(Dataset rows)
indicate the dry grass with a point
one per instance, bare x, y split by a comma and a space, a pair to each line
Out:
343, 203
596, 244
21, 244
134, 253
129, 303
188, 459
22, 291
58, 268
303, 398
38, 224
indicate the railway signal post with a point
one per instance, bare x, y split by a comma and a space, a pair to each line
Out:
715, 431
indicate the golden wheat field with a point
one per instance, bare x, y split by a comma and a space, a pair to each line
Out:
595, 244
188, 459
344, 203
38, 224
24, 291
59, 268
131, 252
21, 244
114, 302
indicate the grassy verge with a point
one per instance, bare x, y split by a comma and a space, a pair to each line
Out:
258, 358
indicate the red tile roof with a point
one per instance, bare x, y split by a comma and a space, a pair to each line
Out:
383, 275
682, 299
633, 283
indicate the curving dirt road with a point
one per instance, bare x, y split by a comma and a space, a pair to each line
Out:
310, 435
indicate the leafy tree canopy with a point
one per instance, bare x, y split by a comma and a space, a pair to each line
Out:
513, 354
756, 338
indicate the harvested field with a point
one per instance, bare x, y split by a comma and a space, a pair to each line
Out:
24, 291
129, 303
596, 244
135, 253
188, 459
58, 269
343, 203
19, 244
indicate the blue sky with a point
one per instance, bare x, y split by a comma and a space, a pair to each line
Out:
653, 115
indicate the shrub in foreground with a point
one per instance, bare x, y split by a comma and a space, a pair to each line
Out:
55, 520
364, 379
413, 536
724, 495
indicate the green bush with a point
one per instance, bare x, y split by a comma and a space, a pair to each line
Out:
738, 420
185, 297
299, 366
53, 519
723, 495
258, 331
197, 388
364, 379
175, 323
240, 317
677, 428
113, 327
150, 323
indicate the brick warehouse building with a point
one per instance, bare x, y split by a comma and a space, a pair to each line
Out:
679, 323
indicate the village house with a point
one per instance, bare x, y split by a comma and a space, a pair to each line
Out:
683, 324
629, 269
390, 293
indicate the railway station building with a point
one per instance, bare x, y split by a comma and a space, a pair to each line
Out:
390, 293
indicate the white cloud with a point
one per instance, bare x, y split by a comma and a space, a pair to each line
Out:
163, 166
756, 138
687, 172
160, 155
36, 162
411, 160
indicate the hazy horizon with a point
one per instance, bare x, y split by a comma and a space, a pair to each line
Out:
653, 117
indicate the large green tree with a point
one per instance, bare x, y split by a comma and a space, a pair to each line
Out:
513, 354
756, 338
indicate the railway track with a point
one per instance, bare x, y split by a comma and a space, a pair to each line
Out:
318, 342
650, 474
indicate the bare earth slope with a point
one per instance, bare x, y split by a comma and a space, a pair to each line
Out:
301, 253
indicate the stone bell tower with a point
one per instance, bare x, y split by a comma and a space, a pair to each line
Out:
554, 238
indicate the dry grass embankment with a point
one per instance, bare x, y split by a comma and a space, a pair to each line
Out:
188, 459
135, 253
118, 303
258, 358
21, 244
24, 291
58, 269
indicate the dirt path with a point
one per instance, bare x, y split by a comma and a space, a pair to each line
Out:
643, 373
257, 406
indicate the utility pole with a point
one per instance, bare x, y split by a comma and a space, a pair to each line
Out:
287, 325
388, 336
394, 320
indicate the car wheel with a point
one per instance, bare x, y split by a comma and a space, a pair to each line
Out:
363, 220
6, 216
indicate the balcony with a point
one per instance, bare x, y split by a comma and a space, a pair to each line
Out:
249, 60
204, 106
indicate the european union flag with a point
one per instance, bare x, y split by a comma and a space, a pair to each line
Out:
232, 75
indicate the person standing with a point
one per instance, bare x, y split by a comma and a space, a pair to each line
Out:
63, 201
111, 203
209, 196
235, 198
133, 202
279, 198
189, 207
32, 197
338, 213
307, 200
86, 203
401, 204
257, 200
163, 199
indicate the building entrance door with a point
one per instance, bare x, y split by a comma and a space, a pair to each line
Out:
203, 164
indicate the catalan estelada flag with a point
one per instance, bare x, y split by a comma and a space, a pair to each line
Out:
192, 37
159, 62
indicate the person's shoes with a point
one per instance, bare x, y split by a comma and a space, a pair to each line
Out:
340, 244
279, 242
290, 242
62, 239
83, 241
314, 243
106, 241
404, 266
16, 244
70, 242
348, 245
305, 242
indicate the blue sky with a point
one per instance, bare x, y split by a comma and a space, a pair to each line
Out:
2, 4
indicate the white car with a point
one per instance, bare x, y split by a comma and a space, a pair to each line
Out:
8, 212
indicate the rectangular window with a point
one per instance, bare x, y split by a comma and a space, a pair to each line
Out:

*Goal of the exercise*: Only the lines from the one containing "indicate the dirt path with a point" through the end of the entries above belong in the answer; repeat them exactly.

*Solution*:
indicate the dirt path with a point
one per instance, bare x, y split by a comma and a space, a pair to each line
Out:
643, 373
257, 406
indicate the utility pole with a point
one per instance, bare x, y split by a comma and a space, a pair to each line
Out:
287, 325
388, 336
394, 320
indicate the car wheel with a point
one per instance, bare x, y split by a comma and a space, a pair to each line
Out:
363, 220
6, 216
indicate the balcony with a point
one per instance, bare x, y split by a comma and a space, a pair to each line
Out:
249, 60
204, 106
indicate the european union flag with a point
one per instance, bare x, y split by a comma and a space, a pair to each line
Out:
232, 75
indicate the person standing with a point
one per instance, bare x, y split by a comma and a space, a pair to each line
Out:
63, 201
111, 203
209, 196
235, 198
133, 202
279, 198
189, 207
32, 197
338, 213
307, 200
86, 203
401, 204
257, 200
163, 199
indicate the building entrance door with a point
one per instance, bare x, y split by a comma and a space, a pair to each line
Out:
203, 164
indicate the catalan estelada flag with a point
one per instance, bare x, y split by a comma and a space, a pair to each line
Out:
192, 37
159, 62
indicate the person's shoes with a point
one per instance, bare x, y split by a comma and a space, a pair to each line
Out:
340, 244
279, 242
290, 242
62, 239
83, 241
314, 243
106, 241
404, 266
16, 244
70, 242
348, 245
305, 242
indicate the blue sky with a point
one per instance, bare x, y split by a comma and a space, a pair to each line
Out:
2, 4
indicate the white car with a point
one per instance, bare x, y split by a comma and a space, a pair to each line
Out:
8, 212
indicate the rectangular window with a point
one per instance, bare x, y split by a comma and a space, a pair to each line
Out:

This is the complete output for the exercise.